EXERCISE DETAILS: Each line below is to be set down again exactly.

─── STORED DATA ───

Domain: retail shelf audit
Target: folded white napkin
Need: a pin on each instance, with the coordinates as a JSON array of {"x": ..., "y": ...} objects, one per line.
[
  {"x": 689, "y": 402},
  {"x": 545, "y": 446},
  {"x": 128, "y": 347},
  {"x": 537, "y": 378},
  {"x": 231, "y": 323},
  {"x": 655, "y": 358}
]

───

RESULT OF THE EXERCISE:
Domain: retail shelf audit
Target: folded white napkin
Need: a pin on each instance, with the coordinates as a JSON array of {"x": ..., "y": ...} objects, one per line.
[
  {"x": 689, "y": 402},
  {"x": 545, "y": 446},
  {"x": 128, "y": 347},
  {"x": 537, "y": 378},
  {"x": 231, "y": 323},
  {"x": 655, "y": 358}
]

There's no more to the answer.